• Instructions to follow:
In the data below, find the line containing "Target: asphalt pavement", then set down that line and every later line up to and including the line containing "Target: truck cargo box", exactly.

• Records to process:
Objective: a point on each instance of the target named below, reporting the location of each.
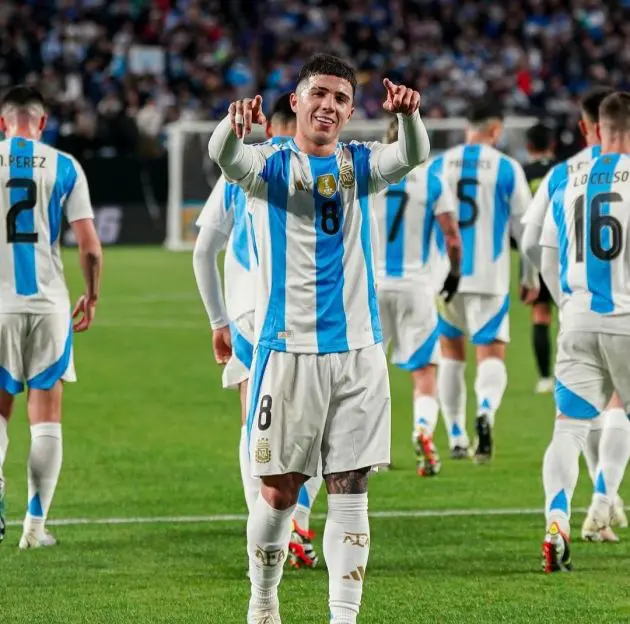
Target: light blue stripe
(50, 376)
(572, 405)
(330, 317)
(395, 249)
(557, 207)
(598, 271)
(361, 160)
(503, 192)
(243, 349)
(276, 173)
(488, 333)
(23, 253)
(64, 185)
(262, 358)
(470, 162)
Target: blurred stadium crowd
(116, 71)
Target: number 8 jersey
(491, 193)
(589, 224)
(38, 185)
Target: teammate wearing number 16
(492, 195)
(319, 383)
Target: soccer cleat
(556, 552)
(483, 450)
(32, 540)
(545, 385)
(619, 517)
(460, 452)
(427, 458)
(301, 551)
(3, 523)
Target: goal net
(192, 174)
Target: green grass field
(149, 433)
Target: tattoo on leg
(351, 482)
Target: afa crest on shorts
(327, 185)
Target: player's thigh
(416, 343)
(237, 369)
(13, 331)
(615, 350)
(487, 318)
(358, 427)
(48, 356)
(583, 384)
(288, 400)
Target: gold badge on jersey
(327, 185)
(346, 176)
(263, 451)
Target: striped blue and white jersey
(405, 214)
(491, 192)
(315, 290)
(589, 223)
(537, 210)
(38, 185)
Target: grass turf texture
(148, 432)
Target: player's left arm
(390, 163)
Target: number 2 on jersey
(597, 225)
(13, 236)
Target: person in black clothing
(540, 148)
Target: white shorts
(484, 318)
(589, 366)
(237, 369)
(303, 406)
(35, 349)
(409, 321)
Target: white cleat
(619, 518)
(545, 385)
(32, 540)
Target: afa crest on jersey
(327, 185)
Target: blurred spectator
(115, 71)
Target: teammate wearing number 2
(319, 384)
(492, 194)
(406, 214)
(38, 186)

--

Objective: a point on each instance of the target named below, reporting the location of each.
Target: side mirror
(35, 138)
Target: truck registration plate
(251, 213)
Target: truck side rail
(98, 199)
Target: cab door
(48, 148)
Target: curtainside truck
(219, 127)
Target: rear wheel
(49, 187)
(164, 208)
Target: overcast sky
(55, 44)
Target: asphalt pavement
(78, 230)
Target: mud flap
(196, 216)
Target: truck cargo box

• Solved problem:
Target: asphalt pavement
(78, 230)
Target: mud flap
(196, 216)
Target: truck cargo box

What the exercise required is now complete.